Extract all of the entries and give them again, word for word.

_DATA LISTING_
--------

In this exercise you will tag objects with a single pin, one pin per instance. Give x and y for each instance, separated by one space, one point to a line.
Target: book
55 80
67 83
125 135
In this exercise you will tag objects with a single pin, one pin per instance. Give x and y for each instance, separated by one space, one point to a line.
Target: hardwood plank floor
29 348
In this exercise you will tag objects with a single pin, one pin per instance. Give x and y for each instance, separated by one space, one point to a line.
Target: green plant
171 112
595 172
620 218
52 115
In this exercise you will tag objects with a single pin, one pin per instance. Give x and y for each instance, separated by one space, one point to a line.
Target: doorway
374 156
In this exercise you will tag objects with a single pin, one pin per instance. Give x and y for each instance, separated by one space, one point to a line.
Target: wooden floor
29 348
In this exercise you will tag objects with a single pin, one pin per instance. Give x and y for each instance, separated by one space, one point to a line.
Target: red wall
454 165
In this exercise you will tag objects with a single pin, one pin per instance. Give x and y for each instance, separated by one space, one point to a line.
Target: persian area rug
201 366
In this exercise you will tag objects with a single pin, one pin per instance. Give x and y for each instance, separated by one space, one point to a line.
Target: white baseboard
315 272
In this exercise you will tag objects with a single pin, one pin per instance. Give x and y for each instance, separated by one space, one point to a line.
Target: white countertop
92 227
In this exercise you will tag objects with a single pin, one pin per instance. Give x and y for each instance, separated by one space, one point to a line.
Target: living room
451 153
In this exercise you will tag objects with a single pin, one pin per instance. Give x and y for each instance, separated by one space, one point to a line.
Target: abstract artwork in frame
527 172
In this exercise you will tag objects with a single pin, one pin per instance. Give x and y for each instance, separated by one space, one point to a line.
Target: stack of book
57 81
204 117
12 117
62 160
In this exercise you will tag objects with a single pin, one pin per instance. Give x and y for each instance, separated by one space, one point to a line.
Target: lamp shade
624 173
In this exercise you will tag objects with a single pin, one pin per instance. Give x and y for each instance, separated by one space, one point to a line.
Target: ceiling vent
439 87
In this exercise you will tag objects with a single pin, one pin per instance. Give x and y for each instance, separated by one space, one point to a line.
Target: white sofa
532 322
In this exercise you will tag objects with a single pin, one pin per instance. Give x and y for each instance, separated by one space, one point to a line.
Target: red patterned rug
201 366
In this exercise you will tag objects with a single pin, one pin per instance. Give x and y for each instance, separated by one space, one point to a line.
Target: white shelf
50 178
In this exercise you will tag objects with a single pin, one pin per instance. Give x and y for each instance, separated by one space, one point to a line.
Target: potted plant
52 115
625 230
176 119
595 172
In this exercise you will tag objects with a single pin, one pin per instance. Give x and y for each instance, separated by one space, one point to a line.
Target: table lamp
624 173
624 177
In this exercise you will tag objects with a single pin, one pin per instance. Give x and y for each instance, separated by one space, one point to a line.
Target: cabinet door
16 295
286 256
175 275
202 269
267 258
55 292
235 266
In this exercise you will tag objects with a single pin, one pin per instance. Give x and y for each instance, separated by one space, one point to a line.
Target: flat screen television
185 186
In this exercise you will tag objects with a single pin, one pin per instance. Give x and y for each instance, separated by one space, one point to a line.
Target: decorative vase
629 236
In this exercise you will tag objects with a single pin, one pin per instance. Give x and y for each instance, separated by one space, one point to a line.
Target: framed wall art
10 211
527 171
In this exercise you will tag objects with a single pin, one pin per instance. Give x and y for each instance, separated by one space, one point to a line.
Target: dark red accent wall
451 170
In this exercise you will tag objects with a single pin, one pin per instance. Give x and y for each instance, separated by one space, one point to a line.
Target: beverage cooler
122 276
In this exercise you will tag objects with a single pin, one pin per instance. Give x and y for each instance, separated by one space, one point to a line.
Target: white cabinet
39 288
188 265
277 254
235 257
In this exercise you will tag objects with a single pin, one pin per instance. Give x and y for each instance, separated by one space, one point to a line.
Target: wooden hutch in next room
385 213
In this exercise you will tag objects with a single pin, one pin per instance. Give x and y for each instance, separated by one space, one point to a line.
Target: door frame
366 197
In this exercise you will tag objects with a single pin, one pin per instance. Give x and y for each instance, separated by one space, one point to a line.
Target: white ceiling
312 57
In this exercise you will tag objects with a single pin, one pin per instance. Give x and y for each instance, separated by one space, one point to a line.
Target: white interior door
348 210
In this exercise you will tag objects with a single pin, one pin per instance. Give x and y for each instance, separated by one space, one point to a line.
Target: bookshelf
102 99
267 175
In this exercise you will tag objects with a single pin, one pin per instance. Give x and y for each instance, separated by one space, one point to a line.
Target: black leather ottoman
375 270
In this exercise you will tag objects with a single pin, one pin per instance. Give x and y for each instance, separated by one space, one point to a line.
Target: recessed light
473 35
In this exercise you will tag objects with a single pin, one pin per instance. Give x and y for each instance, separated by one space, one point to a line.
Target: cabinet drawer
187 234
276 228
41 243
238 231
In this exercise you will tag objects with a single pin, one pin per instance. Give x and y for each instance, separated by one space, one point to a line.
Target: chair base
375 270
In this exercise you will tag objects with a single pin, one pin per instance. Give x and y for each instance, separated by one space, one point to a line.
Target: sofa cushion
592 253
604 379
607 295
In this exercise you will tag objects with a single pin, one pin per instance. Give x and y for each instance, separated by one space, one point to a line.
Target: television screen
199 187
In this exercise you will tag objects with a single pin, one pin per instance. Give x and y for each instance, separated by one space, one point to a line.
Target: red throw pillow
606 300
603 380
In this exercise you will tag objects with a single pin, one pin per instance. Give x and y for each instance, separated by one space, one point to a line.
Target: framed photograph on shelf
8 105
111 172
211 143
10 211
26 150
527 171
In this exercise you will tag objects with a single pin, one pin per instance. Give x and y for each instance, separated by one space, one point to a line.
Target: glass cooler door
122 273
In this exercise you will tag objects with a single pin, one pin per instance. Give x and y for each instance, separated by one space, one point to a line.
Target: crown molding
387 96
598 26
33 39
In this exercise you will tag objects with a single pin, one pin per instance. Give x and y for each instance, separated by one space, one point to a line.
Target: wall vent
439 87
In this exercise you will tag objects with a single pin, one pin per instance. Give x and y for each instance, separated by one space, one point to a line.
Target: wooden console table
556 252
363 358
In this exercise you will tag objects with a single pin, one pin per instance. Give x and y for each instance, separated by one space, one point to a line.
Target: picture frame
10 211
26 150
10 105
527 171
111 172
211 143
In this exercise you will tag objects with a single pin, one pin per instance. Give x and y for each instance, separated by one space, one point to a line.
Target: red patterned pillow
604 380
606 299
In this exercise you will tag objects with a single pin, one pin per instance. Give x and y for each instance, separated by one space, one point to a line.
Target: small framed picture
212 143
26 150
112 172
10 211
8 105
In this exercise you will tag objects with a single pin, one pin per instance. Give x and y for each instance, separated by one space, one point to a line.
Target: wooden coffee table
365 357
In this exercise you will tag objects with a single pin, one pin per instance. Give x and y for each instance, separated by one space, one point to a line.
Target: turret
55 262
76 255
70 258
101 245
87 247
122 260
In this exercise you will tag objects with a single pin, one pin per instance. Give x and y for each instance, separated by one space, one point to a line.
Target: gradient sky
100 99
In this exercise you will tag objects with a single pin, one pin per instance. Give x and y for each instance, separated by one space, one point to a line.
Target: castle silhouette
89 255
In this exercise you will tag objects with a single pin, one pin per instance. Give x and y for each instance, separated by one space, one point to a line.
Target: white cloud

--------

_COMPLETE ANSWER_
In this exercise you will tag objects with a single pin, one pin per instance. Give x and y for each instance, separated by one space, one point to a line.
Target: book
55 80
67 83
125 135
In this exercise you will tag objects with a single pin, one pin per instance. Give x and y for each instance, separated by one space, one point to a line.
Target: hardwood plank floor
29 348
In this exercise you will tag objects with a single pin, one pin per instance. Give x and y for each instance, separated by one space, one point to a line.
Target: green plant
171 112
595 172
620 218
52 115
In this exercise you will tag objects with a single pin, one pin per instance. Give x and y for each instance, separated by one space, one point to a line.
Target: doorway
374 156
In this exercise you will tag objects with a single pin, one pin per instance. Give x and y for each instance, separated by one space, one point to a line.
Target: wooden floor
29 348
In this exercise you will tag objects with a single pin, one pin per instance. Give x and y for each instance, separated by one space, one point to a line.
Target: red wall
454 165
In this exercise you will tag objects with a single pin, one pin per instance. Give x and y for each instance, separated by one space, one point to a line.
Target: persian area rug
201 366
In this exercise you will tag objects with a single pin, one pin per instance. Give x and y for each instance, separated by one space, one point to a line.
Target: white baseboard
315 272
In this exercise you will tag objects with a single pin, one pin per instance. Give x and y for each instance, separated by one space, one point to a line.
Target: white countertop
92 227
In this exercise you will tag objects with a single pin, one pin per instance. Give x and y for each instance, separated by one space, one point to a line.
Target: living room
451 153
In this exercise you will tag objects with a single pin, one pin per instance. Give x and y for each instance, separated by one space, one point to a line.
Target: abstract artwork in frame
527 172
In this exercise you will tag objects with a single pin, one pin per instance. Give x and y for each instance, separated by one space, one point to a line.
Target: stack of book
57 81
204 117
12 117
62 160
In this exercise you will tag objects with a single pin, one pin per instance. Give x and y for each instance, separated by one space, one point to a line.
Target: lamp shade
624 173
In this exercise you will tag objects with a single pin, one pin per instance. Give x and y for each instance, separated by one space, one point to a line.
Target: ceiling vent
439 87
In this exercise you will tag objects with a single pin, one pin per instance. Give x and y for each instance, separated by one space, one point to a line.
Target: white sofa
532 322
In this exercise you will tag objects with a single pin, one pin per instance. Give x and y for each instance, separated by one space, one point to a line.
Target: red patterned rug
201 366
In this exercise you will tag objects with a single pin, one pin per instance. Give x and y for each instance, separated by one space, one point to a line.
Target: white shelf
50 178
In this exercise you will tag objects with a single pin, one pin per instance. Give x and y for each instance, separated by one space, one point to a line.
Target: potted plant
52 115
625 230
176 119
595 172
In this exercise you will tag objects with a single pin, one pin per instance. Give x and y for each instance, separated by one space, one point to a line.
Target: table lamp
624 173
624 177
In this exercise you will tag objects with a single pin, one pin per instance. Give x and y for each instance, separated by one space, one point to a line.
Target: cabinet door
16 295
286 256
175 275
202 269
267 258
55 292
235 266
In this exercise you will tag objects with a single pin, one pin per instance. Give x and y for each instance, separated by one space, one point to a line.
Target: flat screen television
185 186
In this exercise you will tag objects with a single pin, one pin per instance. Give x and y for each instance, separated by one space, one point to a line.
Target: decorative vase
629 236
In this exercise you will tag objects with a single pin, one pin per instance. Give x and y for each instance, separated by one space, one point to a line.
Target: framed wall art
10 211
527 171
In this exercise you will tag objects with a single pin, one pin per instance. Give x and y for each instance, separated by one space, one point to a line.
Target: dark red accent wall
451 170
In this exercise you will tag objects with a single pin, one pin per instance. Give x and y for each instance, separated by one space, one point to a line.
Target: beverage cooler
122 276
In this exercise you will tag objects with a single pin, one pin per instance. Give x and y for each instance, separated by one space, one point to a line.
Target: white cabinet
39 288
188 265
277 254
235 257
In this exercise you will tag objects with a single pin, one pin per instance. Give x and y for each instance, separated by one space, one point to a line.
Target: wooden hutch in next room
385 213
In this exercise you will tag objects with a single pin, one pin per instance. Give x and y for each instance, separated by one space, one point to a line.
Target: door frame
366 197
In this exercise you will tag objects with a single pin, one pin per instance. Give x and y for each instance, separated by one space, one point to a line.
Target: white ceiling
312 57
In this exercise you will tag objects with a single pin, one pin per instance. Give x and y for each instance, separated by one space, one point to a line.
Target: white interior door
348 210
In this exercise you will tag objects with a single pin, one pin per instance. Give x and y for each instance, separated by one space, one point to a line.
Target: bookshelf
102 99
267 175
In this exercise you will tag objects with a single pin, one pin per instance. Give x and y for each instance, separated by one space, one point to a line.
Target: black leather ottoman
375 270
In this exercise you will tag objects with a single pin, one pin per instance. Give x and y for each instance, separated by one space, one point to a line.
Target: recessed light
473 35
In this exercise you will tag objects with a single pin, one pin per instance. Give x and y for each instance, separated by one space, one point to a line.
Target: cabinet drawer
187 234
276 228
41 243
238 231
In this exercise you will tag objects with a single pin, one pin per instance. Give x and y for each instance, separated by one space, one point to a line.
Target: chair base
375 270
In this exercise you will tag objects with a single pin, one pin per instance. Give x and y for each instance, separated by one space, one point to a line.
Target: sofa cushion
592 253
604 379
607 295
In this exercise you will tag objects with a single pin, one pin per instance. Give x and y for each instance, separated by one space, one point to a line.
Target: television screen
199 187
In this exercise you will tag objects with a single pin, one pin per instance. Give x and y for each instance, separated by one space, one point to a line.
Target: red throw pillow
606 300
603 380
In this exercise you will tag objects with a single pin, one pin per instance. Give x and y for each instance, separated by one space, one point to a line.
Target: framed photograph on shelf
8 105
111 172
211 143
10 211
26 150
527 171
In this exercise you will tag objects with a single pin, one pin per instance. Give x and y for each instance, separated by one space, one point to a line.
Target: glass cooler door
122 273
In this exercise you will tag objects with a single pin, one pin per instance. Give x and y for each instance, separated by one space, one point to a line.
Target: crown molding
387 96
598 26
33 39
In this exercise you will tag objects with a single pin, one pin per instance. Give x and y for each instance, separated by one space, one point to a line.
Target: wall vent
439 87
In this exercise you will tag objects with a single pin, one pin per instance. Give x and y for each instance, separated by one space, one point to a line.
Target: wooden console table
556 252
363 358
In this exercise you will tag objects with a single pin, one pin per instance. Give x and y for each instance, separated by one space, one point to a line.
Target: picture frame
10 211
26 150
10 105
527 171
111 172
211 143
In this exercise you will tag objects with a single pin, one pin per instance. Give x and y for each instance, separated by one space, one point to a line.
Target: red patterned pillow
604 380
606 299
In this exercise you will tag objects with a single pin, one pin per instance. Give x and y for each instance, separated by one space, one point to a line.
Target: small framed picture
212 143
26 150
112 172
10 211
8 105
In this exercise you will tag objects with a single pin, one pin per instance. Give x and y for each instance, separated by one space, one point to a line.
Target: wooden coffee table
365 357
In this exercise you will tag objects with a single pin, one pin per instance. Give x and y for each instance, separated by one space, one point to a line.
Target: turret
55 262
76 255
70 258
101 245
87 247
122 260
In this exercise you will tag objects with a single pin, one pin per instance. Give x and y for each instance, separated by one space, one point to a line.
Target: gradient sky
100 99
In this exercise you will tag objects with a single pin, one pin per instance. Give x and y for each instance, separated by one space, one point to a line.
Target: castle silhouette
89 255
In this exercise you will tag objects with a single pin, one pin per instance. Give x and y for each instance, separated by one space, one point to a line.
Target: white cloud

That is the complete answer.